Why is the American woodcock special?

You may have heard of singing birds but have you heard of dancing birds? The American woodcock is perhaps one of the most comical and cute dancing birds found in nature. Unlike the stately peacock which shakes its magnificent tail in an elegant rain dance, the homely little woodcock walks with a typical bobbing gait that looks like it is grooving to ‘Hakuna Matata’ from the movie Lion King!

This rounded, fluffy bird has a combination of brown and black feathers (rather like our own sparrow) except that it has a freakishly long beak! It uses the beak to dig out its favourite food – earthworms. Its funny walk is also supposed to make insects move on the ground, making them easier to spot.

If it perceives a threat, it freezes in response till the threat passes. Its eyes are set far back on its head, giving it a panoramic vision that helps detect predators. This biological adaptation has actually pushed its brain down and in an upside down position relative to other birds! Also, compared to other birds, woodcocks migrate at a leisurely pace. They hold the record for the slowest flight speed for a migrating bird at 8 km/h.
****************************************
• [Prompt 1]:
Answer these questions about the woodcock passage:
(a) What favorite food does the woodcock dig out with its beak?
(b) How does the woodcock respond when it perceives a threat?
(c) What record do woodcocks hold, and at what speed?
• [Prompt 2]: Proceed with the woodcock passage, writing on from its final sentence in the same light, plain style.
The data below comes from a separate source.

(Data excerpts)
****************************************
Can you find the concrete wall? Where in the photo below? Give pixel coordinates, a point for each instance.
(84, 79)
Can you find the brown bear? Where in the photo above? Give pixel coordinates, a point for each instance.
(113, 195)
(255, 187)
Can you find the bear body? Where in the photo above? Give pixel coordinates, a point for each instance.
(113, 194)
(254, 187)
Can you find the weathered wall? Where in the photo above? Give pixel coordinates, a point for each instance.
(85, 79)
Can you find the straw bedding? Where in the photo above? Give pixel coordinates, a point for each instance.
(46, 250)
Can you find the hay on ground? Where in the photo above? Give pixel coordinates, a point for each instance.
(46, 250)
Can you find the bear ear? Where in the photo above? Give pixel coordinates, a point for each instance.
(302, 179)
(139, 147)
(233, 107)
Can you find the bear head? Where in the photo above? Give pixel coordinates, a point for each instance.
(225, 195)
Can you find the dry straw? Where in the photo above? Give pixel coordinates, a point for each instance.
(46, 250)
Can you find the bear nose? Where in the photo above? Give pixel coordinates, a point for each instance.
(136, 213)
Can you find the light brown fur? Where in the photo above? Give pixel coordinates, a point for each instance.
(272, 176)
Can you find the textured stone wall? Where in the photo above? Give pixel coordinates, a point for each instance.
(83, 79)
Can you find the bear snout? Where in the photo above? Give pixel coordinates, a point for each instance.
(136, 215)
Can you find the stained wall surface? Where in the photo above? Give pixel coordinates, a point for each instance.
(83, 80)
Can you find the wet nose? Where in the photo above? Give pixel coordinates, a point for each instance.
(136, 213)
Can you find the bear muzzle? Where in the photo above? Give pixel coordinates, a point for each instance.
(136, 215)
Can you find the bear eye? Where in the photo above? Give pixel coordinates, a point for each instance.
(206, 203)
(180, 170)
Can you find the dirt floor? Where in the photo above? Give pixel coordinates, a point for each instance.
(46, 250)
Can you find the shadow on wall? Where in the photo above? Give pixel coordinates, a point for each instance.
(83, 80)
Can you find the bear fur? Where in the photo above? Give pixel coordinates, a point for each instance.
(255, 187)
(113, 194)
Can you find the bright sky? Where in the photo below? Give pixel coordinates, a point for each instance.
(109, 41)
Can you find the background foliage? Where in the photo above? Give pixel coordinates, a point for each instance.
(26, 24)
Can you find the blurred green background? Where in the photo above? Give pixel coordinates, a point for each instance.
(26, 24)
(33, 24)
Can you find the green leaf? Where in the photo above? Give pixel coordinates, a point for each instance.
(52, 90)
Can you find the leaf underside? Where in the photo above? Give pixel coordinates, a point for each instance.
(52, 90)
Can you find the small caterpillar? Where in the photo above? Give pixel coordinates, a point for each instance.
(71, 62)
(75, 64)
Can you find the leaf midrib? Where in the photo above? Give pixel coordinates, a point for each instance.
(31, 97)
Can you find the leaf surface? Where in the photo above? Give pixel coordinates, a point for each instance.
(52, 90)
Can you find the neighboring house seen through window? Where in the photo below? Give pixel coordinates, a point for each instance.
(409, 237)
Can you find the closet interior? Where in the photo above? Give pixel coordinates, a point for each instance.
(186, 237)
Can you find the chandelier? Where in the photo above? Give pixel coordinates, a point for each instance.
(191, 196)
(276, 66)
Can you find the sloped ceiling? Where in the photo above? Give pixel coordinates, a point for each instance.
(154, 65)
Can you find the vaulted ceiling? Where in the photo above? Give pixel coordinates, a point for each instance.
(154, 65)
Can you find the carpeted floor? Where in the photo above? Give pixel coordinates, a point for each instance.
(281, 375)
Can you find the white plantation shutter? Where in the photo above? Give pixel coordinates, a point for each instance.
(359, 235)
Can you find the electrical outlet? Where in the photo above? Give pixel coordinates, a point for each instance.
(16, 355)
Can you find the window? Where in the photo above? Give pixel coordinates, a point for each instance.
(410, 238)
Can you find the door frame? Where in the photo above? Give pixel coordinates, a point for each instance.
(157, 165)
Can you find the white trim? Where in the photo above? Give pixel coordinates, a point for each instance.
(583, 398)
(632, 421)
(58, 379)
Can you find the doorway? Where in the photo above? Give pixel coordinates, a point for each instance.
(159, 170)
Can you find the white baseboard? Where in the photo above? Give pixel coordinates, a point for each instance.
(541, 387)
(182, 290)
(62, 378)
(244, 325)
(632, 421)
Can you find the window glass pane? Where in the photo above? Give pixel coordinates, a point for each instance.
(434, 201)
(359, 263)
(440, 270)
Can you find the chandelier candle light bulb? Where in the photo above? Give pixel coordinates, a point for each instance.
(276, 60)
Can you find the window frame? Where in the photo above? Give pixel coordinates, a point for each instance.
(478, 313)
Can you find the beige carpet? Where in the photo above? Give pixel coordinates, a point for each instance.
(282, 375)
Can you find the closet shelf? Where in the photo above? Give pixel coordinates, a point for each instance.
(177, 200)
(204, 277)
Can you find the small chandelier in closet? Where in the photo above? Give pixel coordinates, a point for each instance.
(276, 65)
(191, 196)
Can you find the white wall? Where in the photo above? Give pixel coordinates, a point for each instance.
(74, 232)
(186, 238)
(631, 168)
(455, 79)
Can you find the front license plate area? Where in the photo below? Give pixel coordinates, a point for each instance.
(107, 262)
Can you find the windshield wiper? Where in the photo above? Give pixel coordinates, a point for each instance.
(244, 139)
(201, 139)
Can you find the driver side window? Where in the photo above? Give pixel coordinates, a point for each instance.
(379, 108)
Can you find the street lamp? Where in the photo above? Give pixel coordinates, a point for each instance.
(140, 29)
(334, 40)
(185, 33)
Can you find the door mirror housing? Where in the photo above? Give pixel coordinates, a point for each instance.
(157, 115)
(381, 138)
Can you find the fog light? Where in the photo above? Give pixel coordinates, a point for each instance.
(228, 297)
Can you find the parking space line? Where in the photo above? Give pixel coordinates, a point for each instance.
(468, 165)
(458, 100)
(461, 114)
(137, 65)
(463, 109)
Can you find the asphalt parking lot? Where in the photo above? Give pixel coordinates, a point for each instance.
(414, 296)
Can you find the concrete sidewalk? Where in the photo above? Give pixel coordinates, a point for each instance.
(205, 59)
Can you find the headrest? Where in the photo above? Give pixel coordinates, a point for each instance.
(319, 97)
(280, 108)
****************************************
• [Exercise answer 1]:
(a) Earthworms.
(b) It freezes until the threat passes.
(c) The slowest flight speed for a migrating bird, at 8 km/h.

• [Exercise answer 2]:
The woodcock usually makes its nest on the ground, concealed among fields with adequate ground cover and in shrub thickets. The female typically lays about 1 to 5 eggs and incubation lasts for 22 days. The male takes no responsibility for the chicks and does not help feed the female or offer any sort of protection to the family (rather a bad example of a parent!).

The woodcock is found in forests, fields and meadows in the eastern half of North America including Canada. It is considered the king of game birds in America and is hunted for its tasty meat in these countries.

Fortunately this plump fuzz-ball is still found in large numbers in America and is listed as ‘Least Vulnerable’ by the IUCN.